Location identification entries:
--
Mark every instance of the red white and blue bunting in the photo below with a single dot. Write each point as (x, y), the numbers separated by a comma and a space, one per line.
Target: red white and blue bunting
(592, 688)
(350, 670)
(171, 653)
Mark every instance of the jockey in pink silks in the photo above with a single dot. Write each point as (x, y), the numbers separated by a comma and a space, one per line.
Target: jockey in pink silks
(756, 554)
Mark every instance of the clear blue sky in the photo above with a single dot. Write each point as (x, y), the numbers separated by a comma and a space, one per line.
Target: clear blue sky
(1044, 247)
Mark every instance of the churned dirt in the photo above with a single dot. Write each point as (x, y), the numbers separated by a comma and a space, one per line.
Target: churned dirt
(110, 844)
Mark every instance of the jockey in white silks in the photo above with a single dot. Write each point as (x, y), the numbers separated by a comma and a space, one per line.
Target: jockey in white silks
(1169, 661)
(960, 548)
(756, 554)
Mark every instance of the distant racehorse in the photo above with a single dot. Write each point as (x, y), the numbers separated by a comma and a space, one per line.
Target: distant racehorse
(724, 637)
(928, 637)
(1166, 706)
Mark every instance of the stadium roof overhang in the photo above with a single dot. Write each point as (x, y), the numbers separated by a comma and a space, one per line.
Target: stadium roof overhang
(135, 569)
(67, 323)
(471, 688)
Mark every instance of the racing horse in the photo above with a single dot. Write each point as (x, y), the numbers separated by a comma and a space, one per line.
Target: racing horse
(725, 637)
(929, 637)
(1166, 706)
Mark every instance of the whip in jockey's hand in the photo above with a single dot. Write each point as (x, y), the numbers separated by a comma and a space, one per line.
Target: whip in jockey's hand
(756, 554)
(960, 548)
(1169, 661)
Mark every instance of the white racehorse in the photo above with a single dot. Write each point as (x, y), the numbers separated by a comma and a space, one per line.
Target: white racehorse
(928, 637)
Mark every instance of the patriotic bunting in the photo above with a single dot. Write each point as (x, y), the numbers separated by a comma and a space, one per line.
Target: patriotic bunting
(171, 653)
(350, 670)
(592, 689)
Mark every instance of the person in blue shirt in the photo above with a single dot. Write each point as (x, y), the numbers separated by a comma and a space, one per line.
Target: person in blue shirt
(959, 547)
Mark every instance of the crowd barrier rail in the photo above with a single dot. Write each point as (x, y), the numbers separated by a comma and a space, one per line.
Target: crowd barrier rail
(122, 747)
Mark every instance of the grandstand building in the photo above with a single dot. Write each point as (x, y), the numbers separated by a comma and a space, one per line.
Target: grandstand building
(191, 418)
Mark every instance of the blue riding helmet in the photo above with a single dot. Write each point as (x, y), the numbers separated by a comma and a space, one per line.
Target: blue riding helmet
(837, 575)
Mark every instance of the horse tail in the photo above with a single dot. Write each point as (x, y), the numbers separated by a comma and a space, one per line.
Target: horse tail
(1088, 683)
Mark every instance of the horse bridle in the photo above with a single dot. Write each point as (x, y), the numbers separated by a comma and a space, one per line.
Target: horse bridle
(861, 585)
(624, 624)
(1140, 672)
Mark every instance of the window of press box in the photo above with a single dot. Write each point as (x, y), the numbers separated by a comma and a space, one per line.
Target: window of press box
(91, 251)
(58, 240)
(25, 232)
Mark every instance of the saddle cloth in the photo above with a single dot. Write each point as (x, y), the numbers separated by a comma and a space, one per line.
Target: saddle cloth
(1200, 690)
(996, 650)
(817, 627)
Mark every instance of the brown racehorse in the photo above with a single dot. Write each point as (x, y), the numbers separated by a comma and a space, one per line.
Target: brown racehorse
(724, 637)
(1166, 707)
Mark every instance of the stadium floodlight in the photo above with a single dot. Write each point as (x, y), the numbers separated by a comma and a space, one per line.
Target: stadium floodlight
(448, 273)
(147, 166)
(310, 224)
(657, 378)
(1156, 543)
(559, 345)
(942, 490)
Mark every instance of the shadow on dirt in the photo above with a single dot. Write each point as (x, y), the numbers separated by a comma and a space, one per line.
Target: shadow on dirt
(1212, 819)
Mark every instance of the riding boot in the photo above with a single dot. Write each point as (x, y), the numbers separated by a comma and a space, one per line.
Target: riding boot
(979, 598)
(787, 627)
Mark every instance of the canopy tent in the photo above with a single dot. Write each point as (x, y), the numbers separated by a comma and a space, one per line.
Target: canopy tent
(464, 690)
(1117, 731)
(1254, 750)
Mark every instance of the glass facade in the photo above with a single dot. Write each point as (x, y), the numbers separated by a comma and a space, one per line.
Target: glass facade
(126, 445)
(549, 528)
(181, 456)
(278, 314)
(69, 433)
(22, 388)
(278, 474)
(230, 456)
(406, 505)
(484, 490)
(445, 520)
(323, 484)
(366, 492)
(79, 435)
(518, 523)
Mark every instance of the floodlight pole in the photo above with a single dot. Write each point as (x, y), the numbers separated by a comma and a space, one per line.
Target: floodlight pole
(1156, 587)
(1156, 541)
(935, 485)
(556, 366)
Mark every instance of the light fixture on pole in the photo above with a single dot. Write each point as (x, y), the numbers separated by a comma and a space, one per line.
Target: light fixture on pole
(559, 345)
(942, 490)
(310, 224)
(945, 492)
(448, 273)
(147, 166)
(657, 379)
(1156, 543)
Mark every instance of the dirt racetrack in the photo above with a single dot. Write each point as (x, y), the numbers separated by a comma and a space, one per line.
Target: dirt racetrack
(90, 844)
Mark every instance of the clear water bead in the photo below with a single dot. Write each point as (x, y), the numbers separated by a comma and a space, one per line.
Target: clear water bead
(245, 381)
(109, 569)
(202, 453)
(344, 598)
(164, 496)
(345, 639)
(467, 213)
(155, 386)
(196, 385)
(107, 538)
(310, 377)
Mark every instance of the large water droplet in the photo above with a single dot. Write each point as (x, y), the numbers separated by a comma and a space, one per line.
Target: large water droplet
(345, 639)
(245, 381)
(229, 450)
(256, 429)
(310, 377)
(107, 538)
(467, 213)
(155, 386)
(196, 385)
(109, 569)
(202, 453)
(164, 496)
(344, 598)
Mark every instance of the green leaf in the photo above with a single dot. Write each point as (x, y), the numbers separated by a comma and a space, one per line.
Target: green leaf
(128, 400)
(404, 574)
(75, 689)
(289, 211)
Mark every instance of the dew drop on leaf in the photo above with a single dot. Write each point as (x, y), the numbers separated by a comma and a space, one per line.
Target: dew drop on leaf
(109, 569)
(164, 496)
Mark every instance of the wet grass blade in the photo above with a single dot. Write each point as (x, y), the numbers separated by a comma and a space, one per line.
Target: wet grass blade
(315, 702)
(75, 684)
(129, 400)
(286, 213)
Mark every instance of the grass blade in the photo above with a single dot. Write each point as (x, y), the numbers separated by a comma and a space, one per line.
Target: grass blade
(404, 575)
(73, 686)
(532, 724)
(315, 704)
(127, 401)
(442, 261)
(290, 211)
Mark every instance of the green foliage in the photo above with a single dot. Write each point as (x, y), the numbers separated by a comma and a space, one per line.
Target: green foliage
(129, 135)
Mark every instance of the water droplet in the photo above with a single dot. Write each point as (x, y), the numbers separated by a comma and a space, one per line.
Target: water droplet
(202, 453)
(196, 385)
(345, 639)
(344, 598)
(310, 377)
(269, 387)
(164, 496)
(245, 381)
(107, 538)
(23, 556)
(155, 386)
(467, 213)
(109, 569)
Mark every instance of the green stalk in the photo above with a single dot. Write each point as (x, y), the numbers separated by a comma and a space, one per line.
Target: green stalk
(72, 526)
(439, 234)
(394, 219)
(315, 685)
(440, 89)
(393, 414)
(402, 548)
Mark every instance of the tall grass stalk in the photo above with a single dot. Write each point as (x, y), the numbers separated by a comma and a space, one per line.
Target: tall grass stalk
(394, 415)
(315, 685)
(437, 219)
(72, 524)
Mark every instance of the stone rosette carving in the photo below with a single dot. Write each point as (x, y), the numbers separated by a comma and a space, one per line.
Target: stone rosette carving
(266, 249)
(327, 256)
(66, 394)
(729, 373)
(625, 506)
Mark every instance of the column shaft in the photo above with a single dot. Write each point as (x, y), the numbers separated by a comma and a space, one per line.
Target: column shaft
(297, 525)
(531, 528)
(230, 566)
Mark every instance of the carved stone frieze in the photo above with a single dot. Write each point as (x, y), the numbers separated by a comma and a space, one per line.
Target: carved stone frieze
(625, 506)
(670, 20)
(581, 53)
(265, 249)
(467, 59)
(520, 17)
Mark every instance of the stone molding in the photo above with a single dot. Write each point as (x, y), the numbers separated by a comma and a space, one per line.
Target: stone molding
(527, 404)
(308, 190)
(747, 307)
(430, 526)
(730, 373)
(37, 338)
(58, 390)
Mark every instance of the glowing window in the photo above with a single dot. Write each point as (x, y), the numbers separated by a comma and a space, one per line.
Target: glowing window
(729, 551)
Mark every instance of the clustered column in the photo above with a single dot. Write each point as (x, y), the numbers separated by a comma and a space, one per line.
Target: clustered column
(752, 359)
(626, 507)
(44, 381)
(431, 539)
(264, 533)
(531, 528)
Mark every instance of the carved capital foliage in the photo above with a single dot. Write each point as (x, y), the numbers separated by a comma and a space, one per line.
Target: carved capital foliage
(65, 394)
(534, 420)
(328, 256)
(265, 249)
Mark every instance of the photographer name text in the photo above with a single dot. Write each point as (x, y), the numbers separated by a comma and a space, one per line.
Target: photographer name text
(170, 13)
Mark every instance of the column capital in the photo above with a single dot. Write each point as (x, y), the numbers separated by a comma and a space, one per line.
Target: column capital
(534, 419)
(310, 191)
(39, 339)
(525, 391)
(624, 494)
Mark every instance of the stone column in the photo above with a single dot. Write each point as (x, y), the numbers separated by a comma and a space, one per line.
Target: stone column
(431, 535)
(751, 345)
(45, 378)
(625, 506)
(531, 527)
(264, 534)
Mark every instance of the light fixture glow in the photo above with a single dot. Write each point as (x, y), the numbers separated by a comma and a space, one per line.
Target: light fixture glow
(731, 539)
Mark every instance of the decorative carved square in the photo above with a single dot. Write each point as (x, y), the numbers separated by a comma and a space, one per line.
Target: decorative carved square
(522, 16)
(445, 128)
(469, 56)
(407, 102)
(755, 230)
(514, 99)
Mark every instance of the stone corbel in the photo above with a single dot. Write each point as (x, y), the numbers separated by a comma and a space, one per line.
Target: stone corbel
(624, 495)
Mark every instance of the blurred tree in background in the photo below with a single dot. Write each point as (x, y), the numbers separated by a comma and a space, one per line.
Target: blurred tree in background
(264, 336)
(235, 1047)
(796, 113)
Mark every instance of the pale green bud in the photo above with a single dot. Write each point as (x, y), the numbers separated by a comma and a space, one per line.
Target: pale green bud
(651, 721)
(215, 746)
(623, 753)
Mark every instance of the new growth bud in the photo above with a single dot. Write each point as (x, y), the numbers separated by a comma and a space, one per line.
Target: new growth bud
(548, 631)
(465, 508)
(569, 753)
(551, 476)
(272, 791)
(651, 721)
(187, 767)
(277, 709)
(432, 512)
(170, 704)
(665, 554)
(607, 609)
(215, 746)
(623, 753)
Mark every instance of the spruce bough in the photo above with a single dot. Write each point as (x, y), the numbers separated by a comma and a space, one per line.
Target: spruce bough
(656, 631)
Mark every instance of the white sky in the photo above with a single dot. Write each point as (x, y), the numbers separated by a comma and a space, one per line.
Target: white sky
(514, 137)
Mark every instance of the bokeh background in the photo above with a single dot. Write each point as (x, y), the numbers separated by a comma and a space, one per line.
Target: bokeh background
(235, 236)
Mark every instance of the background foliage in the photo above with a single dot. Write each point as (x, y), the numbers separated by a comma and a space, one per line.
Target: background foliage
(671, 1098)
--
▶ [PROMPT] Take the line that contains "Mark every instance of the new" and every line after it through the end of the listing above, and repeat them exactly.

▶ [COMPLETED TASK]
Mark every instance of the new growth bud in the photo above with a single dot. Write each point as (x, y), the numbers separated by a comma and a space, one per line.
Target: new growth bud
(548, 631)
(465, 508)
(569, 753)
(551, 476)
(272, 791)
(651, 721)
(187, 767)
(277, 709)
(432, 512)
(170, 704)
(665, 554)
(607, 609)
(215, 746)
(623, 753)
Mark every instance of the spruce bough in the photo above with a single dot. Write each point as (x, y), the numbers separated by a comma and a space, one per line.
Target: spruce bough
(656, 631)
Mark every instance of the white sky in the photo above with a single dot. Write each point as (x, y), the numbers separated by a comma and a space, one per line.
Target: white sky
(514, 137)
Mark every instance of the bokeh background in the photo above with a single dot. Write each point as (x, y), the numbers separated by a comma and a space, one per line.
Target: bokeh background
(235, 236)
Mark every instance of the background foliage in the photo above with a single dot. Write each point as (x, y), the numbers separated by a comma and a space, one per line.
Target: background foliage
(671, 1098)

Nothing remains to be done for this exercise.